TASKS TO COMPLETE
(a) Reproduce, word for word, the portion of the text on Indian diaspora youth speakers below, beginning at "Abhi Parikh, currently" and stopping after "through exchange programs.".
(b) Write the next part of the text on Indian diaspora youth speakers below, picking up after its final sentence.

Vedant Gannu is a senior studying Computer Science at Rensselaer Polytechnic Institute and a Data Engineer Co-op at Ellington Management Group. A youth member of GOPIO CT for years, he served on the GOPIO Youth Committee, helped organize events such as Indian Independence day celebration and the annual Youth Networking event in Stamford. As a proud Indian and ambitious student, he is interested in helping the Diaspora Youth as they are integral members of the Indian community that will serve as role models for future generations. In his address, Gannu said, Education is the key to job opportunities. His suggestions included: 1. Mentorship and exchange programs will provide a combination of global with local perspectives; 2. Infrastructure planning for better structural models; 3. Indian Government agencies need to offer internships and hire the youth who can share global perspectives to local problems/issues; 4. Scholarships in less popular areas of study.

Alicia Kaur, a graduate of Rutgers University with a degree in Legal Studies, said, her dream is to one day become a lawyer and fight for racial justice and a more inclusive society. Coming from one of the most diverse universities in the United States and being a minority herself, she believes her personal experiences are what drive her towards this goal. A winner of the Women in Leadership Award from Ernst and Young, pointed out how, the Indian Diaspora has become the “most successful community in the US, as shining examples with many influential organizations has the highest per capita income, most educated, and holding influential positions around the nation, especially with dozens of Indian Americans appointed to top positions in Biden administration.  Her suggestions included, the need for a new NRI policy; partnership with tech/research sectors;  student exchange programs; and, collaboration in healthcare.

Abhi Parikh, currently living in Paris, and originally from Ahmedabad, India, said, she is involved in 2 start-ups, one is in the education sector and another in the food sector, and is immensely passionate about her work.  Apart from that, she has started a few Indian communities on Facebook, just to gather Indian people on a common platform, she said. While suggesting that the youth have huge potential., she urged the government to tap this force through encouraging steps. She shared with the participants about how developing social media platforms help youth establish startups by youth. Focusing on entrepreneurial migration, she said, they help give access to information; access to network and sharing; access to business through exchange programs.

INFORMATION SUPPLIED
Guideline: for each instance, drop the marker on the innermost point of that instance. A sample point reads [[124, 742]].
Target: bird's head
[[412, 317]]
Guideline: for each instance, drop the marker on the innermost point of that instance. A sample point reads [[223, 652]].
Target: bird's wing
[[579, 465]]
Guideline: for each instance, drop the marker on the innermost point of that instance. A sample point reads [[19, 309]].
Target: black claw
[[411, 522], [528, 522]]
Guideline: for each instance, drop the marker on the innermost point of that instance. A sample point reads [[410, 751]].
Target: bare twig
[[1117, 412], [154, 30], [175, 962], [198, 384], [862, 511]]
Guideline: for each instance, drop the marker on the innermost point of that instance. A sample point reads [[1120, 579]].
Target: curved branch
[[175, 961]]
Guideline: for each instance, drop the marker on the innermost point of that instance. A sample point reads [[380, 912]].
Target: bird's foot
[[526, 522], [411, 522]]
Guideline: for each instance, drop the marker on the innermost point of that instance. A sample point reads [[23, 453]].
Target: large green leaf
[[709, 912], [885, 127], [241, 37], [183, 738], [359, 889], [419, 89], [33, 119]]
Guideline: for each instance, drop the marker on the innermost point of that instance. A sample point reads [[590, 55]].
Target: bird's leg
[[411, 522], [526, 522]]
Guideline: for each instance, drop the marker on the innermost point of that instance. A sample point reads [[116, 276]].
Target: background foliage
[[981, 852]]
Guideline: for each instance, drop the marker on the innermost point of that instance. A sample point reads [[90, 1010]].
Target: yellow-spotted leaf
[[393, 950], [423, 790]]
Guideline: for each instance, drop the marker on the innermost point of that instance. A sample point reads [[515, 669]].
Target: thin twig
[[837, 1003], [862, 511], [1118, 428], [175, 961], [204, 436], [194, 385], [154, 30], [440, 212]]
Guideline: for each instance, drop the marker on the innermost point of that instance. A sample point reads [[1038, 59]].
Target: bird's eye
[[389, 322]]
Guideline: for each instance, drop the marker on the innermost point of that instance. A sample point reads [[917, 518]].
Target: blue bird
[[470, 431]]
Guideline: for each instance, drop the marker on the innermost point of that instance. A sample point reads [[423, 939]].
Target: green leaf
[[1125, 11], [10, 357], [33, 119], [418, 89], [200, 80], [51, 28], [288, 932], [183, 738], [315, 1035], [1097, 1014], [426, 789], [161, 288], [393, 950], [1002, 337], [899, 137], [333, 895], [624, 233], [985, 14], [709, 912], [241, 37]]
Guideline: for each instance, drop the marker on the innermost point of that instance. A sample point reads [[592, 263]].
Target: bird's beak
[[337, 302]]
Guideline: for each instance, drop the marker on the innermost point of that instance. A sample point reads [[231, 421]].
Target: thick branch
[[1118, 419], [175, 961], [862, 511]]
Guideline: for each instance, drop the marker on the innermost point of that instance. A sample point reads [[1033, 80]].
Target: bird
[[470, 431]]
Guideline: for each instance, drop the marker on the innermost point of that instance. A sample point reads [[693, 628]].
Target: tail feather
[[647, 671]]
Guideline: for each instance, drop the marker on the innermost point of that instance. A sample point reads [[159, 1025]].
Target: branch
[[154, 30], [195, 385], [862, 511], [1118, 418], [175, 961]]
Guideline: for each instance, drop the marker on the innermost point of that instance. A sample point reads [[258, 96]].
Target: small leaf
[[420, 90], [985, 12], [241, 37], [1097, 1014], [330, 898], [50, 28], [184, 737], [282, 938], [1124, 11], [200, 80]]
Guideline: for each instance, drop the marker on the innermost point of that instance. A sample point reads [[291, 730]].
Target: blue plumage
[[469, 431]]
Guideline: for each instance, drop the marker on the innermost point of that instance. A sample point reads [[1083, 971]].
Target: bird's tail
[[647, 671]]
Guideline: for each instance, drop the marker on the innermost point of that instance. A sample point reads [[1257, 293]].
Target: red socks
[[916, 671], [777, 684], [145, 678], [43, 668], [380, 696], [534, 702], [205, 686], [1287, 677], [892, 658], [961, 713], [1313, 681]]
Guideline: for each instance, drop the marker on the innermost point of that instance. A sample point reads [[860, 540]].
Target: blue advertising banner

ANSWERS TO EACH TASK
(a)
Abhi Parikh, currently living in Paris, and originally from Ahmedabad, India, said, she is involved in 2 start-ups, one is in the education sector and another in the food sector, and is immensely passionate about her work.  Apart from that, she has started a few Indian communities on Facebook, just to gather Indian people on a common platform, she said. While suggesting that the youth have huge potential., she urged the government to tap this force through encouraging steps. She shared with the participants about how developing social media platforms help youth establish startups by youth. Focusing on entrepreneurial migration, she said, they help give access to information; access to network and sharing; access to business through exchange programs.

(b)
Akshat Gupta, a young professional in the field of Medical Technology, based in Munich, Germany, had moved out of India more than a decade ago in the pursuit of newer academic and career opportunities, and has had the good fortune of having worked and lived in multiple cultures. Stating that his leisurely activities include astronomy, sky-diving, and going off the grid once in a while, Gupta praised the ever changing dynamic of Indian diaspora, and suggested that the outreach programs by the Government of India needs to adapt and change according to the need and times. Connecting with various sub culures and diversification of missing links and helping them connect with the expats. Stressing that the Indian Missions around the world need to play a more active role in the life of Diaspora, Gupta said, he appreciates the new initiatives and would look forward to how the Government is able to listen to the perspectives of the youth and how these suggestions are being heard and acted upon.

In his concluding remarks, Dr. Abraham promised that “After the session, all ideas will be pooled to make recommendations which two of the youth from the session will speak at a Webinar organized by Antar-Rashtriya Sahayog Parishad (ARSP) from Delhi in April, 2021.”